EXERCISE>
Starting at the line that holds "Report the location of every instance of the green leaf", set down each line through the end of the listing, exactly as written and with nothing added.

▼

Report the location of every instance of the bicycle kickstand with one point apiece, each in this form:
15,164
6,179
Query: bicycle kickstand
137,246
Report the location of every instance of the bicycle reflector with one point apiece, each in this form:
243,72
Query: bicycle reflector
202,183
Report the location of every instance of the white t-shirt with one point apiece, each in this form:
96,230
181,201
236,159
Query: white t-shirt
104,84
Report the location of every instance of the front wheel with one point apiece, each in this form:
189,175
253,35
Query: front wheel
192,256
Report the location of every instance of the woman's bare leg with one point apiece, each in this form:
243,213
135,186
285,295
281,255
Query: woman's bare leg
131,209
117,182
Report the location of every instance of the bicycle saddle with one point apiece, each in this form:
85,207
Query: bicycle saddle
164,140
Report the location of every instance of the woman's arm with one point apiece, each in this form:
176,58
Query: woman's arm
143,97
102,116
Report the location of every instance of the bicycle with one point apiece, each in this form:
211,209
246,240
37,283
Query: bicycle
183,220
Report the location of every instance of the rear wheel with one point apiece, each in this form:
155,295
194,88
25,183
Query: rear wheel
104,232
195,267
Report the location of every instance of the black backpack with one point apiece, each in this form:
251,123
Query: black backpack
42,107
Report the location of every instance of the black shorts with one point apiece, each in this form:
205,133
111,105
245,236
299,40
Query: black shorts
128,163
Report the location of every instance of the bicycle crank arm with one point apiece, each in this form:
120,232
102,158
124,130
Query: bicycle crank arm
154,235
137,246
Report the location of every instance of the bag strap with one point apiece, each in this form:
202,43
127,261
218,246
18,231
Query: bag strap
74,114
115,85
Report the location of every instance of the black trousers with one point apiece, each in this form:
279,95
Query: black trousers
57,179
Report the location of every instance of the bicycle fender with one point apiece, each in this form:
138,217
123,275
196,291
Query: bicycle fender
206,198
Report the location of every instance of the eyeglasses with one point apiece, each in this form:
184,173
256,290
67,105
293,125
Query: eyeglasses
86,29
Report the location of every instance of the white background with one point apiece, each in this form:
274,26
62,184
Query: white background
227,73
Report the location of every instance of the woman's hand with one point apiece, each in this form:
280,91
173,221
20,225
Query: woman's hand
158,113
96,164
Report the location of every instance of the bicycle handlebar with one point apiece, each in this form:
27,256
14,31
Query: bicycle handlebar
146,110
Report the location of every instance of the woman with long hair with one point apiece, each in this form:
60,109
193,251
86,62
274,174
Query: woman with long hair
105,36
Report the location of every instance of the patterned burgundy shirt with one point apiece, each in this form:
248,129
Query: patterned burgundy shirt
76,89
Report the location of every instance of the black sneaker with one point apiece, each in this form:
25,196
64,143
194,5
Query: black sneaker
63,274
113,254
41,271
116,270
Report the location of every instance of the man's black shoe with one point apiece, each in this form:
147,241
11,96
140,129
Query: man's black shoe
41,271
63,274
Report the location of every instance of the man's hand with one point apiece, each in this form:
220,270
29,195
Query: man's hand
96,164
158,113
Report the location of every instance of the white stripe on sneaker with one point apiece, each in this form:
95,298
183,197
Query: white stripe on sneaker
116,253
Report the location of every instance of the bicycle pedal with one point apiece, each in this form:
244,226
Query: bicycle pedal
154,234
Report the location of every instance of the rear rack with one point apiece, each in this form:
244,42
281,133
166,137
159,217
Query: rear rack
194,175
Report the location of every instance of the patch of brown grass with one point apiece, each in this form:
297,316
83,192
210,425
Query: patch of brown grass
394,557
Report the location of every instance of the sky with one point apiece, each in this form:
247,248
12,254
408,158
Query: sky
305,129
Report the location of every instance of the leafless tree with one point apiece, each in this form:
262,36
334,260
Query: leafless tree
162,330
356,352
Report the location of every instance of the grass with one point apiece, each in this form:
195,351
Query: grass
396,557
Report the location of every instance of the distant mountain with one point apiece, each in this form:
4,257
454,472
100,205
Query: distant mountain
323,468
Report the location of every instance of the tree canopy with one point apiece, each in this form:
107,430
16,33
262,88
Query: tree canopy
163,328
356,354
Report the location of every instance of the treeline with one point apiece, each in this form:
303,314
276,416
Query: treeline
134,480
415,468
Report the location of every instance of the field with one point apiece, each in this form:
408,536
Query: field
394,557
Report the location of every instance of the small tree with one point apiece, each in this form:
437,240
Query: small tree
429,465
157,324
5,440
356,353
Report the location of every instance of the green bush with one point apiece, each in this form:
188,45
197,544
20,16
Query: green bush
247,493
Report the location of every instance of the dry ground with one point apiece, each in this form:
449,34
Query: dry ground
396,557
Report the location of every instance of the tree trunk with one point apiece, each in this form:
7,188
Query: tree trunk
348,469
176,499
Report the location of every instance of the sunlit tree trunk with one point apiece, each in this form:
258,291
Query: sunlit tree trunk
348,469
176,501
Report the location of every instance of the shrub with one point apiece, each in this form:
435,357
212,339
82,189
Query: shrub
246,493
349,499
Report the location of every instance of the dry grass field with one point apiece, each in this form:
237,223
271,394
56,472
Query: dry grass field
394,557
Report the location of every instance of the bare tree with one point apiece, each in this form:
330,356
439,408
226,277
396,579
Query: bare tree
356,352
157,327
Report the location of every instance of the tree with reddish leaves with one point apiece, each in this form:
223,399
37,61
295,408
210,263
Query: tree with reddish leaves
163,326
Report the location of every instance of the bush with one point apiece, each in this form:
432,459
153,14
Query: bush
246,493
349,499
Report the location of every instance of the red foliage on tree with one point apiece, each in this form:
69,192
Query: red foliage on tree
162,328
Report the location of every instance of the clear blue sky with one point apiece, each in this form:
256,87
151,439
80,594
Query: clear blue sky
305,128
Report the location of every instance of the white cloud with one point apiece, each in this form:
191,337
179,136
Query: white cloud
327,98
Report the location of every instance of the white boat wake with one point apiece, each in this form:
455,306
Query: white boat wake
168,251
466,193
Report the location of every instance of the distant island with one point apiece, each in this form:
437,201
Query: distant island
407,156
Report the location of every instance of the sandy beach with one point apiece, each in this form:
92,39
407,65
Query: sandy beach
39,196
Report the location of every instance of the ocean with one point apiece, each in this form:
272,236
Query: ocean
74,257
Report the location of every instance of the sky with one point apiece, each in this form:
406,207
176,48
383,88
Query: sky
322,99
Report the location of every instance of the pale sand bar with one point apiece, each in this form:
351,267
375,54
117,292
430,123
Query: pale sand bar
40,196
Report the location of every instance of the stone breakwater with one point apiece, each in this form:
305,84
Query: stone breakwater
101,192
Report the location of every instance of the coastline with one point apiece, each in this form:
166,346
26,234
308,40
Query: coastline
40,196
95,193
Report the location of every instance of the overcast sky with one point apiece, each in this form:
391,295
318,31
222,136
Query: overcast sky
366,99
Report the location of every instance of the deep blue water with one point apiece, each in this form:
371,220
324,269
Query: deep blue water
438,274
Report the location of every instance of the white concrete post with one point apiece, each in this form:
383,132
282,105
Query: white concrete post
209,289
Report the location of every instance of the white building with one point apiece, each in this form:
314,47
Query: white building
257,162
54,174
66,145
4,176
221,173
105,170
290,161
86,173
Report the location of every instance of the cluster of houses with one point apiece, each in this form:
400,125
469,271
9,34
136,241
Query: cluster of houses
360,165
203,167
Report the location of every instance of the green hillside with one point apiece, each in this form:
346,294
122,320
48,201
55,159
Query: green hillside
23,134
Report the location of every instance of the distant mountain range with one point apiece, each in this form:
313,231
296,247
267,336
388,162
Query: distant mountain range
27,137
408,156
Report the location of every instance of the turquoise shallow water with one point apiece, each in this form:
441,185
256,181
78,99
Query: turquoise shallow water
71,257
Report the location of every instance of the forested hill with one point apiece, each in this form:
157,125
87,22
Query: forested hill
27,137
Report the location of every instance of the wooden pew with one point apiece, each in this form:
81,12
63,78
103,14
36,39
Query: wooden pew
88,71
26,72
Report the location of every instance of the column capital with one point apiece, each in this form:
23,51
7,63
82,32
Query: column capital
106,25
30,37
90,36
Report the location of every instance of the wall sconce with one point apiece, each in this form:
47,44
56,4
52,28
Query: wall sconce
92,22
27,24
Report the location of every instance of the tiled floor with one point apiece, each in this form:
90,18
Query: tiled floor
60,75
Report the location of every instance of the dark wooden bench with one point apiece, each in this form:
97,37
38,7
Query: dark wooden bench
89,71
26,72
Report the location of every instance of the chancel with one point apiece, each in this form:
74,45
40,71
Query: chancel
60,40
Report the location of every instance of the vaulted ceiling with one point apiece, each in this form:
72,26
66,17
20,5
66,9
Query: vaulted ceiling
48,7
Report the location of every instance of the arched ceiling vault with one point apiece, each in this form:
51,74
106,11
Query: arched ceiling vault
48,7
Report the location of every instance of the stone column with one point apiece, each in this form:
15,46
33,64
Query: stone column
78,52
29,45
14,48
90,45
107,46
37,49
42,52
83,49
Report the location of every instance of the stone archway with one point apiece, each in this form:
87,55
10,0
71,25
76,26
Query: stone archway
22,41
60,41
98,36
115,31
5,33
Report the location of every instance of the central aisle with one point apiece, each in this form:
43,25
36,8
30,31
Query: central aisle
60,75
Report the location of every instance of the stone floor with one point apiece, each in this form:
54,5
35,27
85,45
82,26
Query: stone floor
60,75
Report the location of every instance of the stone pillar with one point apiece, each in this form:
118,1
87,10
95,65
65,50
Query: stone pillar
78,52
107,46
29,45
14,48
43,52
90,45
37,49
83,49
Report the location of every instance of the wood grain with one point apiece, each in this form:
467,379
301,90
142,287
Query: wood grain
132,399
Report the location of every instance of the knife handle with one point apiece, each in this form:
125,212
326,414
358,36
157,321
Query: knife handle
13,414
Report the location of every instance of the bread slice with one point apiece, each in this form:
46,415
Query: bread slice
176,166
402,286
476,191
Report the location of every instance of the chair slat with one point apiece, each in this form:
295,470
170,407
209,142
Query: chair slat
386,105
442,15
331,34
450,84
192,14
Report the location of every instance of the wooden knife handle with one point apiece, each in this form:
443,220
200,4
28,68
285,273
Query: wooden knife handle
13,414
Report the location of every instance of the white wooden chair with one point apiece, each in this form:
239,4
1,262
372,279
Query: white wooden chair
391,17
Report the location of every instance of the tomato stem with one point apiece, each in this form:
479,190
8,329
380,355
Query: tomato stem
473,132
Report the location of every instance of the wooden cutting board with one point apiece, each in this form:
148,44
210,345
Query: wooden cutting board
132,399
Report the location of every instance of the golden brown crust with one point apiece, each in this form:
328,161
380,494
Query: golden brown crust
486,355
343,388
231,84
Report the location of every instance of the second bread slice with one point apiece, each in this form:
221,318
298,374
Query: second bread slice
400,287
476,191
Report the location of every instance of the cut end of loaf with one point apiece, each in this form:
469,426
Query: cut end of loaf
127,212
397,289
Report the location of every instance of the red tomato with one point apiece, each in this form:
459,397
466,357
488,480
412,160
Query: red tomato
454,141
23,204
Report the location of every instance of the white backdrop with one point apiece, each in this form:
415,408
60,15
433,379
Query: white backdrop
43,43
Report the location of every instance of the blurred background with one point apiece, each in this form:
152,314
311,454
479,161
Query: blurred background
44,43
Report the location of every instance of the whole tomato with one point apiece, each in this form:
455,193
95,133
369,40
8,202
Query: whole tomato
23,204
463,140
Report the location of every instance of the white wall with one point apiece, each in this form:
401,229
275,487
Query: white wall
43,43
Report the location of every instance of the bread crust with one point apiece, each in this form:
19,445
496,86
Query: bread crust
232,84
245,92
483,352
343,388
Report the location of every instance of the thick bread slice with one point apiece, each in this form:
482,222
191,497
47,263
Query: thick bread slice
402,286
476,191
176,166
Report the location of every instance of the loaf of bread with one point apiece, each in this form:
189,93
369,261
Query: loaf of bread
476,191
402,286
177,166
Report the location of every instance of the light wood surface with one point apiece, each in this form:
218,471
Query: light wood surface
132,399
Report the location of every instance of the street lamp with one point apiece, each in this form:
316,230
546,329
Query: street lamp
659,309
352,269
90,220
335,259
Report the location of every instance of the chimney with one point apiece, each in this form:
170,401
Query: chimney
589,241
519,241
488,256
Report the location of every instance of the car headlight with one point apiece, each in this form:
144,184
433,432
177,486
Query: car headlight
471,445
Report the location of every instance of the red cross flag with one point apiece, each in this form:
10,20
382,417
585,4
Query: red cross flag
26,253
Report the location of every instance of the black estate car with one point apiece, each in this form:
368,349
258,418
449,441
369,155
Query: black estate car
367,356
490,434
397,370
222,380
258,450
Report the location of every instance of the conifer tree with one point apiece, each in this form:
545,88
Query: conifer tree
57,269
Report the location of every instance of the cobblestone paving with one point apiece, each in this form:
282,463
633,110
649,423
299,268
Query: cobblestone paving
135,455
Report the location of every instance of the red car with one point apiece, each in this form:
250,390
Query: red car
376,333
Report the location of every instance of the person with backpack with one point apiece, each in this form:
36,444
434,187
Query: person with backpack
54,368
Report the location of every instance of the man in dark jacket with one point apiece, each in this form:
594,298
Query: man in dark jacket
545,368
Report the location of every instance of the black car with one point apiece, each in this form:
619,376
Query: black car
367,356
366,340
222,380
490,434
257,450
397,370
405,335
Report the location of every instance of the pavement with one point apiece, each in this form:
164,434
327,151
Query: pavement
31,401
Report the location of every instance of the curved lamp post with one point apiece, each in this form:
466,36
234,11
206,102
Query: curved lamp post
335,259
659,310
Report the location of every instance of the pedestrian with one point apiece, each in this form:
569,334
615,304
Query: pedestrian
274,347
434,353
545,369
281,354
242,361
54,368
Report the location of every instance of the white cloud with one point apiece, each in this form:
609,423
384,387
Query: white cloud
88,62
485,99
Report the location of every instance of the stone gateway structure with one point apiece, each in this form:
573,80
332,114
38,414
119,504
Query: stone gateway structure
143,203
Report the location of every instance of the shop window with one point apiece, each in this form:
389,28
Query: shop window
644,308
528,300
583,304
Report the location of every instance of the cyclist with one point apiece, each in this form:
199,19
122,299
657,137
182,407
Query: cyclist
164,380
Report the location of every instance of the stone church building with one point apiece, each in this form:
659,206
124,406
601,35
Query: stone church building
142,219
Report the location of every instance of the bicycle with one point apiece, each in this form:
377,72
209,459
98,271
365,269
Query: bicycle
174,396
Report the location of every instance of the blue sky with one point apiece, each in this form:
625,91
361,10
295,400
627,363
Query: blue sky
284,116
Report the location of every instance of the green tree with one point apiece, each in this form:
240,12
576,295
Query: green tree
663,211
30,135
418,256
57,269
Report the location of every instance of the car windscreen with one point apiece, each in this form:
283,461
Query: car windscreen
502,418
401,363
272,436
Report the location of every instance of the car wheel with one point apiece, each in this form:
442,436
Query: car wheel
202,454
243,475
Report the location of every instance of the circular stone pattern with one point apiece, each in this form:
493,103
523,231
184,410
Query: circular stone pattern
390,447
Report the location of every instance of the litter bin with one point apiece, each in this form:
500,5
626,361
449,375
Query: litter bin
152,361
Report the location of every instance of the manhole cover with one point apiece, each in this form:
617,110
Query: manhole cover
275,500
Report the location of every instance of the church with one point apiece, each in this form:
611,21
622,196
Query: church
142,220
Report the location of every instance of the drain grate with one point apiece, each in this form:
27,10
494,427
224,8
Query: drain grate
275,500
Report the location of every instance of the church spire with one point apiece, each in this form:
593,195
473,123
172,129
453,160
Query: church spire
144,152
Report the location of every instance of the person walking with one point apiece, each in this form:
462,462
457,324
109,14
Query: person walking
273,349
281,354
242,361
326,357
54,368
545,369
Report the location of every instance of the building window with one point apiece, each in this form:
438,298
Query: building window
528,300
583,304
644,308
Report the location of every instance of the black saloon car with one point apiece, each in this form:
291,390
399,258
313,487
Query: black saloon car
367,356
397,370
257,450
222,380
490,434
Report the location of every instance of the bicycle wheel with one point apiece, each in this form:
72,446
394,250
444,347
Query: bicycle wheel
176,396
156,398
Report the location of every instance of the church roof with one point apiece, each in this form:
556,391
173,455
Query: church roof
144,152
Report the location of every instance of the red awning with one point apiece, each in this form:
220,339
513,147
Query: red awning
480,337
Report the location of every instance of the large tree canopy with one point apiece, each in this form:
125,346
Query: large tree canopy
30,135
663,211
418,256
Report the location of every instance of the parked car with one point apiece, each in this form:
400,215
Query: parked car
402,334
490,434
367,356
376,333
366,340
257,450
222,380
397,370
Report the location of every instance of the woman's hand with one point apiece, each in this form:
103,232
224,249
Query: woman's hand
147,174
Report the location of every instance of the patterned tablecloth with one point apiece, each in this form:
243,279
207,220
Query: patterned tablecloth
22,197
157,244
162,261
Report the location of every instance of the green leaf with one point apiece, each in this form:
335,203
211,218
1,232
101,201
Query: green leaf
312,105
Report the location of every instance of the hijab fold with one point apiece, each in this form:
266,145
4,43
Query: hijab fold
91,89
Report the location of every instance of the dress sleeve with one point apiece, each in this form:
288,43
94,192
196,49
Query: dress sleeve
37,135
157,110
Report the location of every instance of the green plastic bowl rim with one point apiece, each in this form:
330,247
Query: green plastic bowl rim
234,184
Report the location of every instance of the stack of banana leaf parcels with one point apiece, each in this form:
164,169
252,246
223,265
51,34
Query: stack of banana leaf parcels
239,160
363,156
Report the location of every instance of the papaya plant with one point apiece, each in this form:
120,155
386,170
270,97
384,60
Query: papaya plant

▲

OUTPUT FOR THIS TASK>
Report the location of every instance of the green leaf with one point apiece, each in this form:
335,203
211,218
1,232
101,201
Query: green leaf
312,105
Report the location of every instance of the hijab fold with one point apiece, each in this form:
266,145
4,43
Query: hijab fold
91,89
Report the location of every instance of the dress sleeve with one point apiece, each in this form:
288,43
94,192
196,49
Query: dress sleeve
37,135
157,110
Report the location of every instance of the green plastic bowl rim with one point apiece, each in this form:
330,247
Query: green plastic bowl rim
234,184
Report the location of every instance of the stack of banana leaf parcels with one point apiece, each in this form:
164,169
252,246
223,265
51,34
Query: stack of banana leaf parcels
239,160
363,156
Report the location of every instance of the papaya plant with one point apiece, each in this form:
120,155
386,170
270,97
384,60
Query: papaya plant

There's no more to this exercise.